[DATA SHOWN]:
_ _ _ _

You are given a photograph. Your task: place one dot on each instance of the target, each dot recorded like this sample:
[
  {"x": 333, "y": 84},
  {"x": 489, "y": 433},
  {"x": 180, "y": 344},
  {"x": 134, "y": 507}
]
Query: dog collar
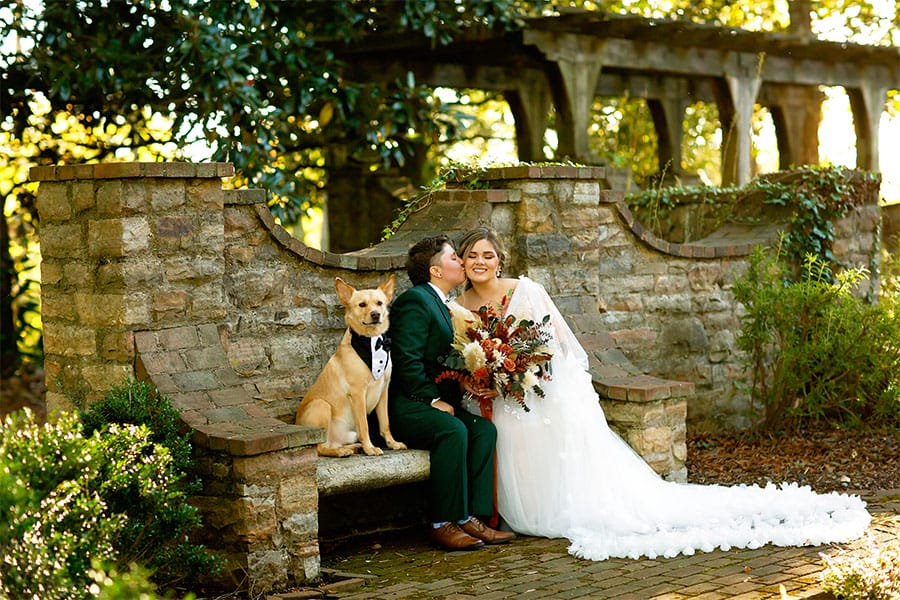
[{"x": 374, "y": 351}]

_ _ _ _

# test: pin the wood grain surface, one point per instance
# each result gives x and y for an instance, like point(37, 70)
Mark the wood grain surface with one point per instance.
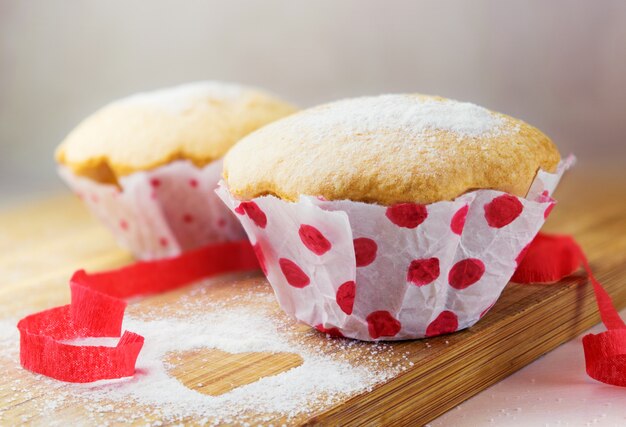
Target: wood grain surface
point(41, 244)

_ _ _ _

[DIRECTIONS]: Which lines of the records above contain the word "like"? Show each of them.

[EXERCISE RESULT]:
You are given a photograph. Your task: place one dot on each instance of the target, each dot recorded like this sample:
# each result gives x and y for an instance, like point(37, 70)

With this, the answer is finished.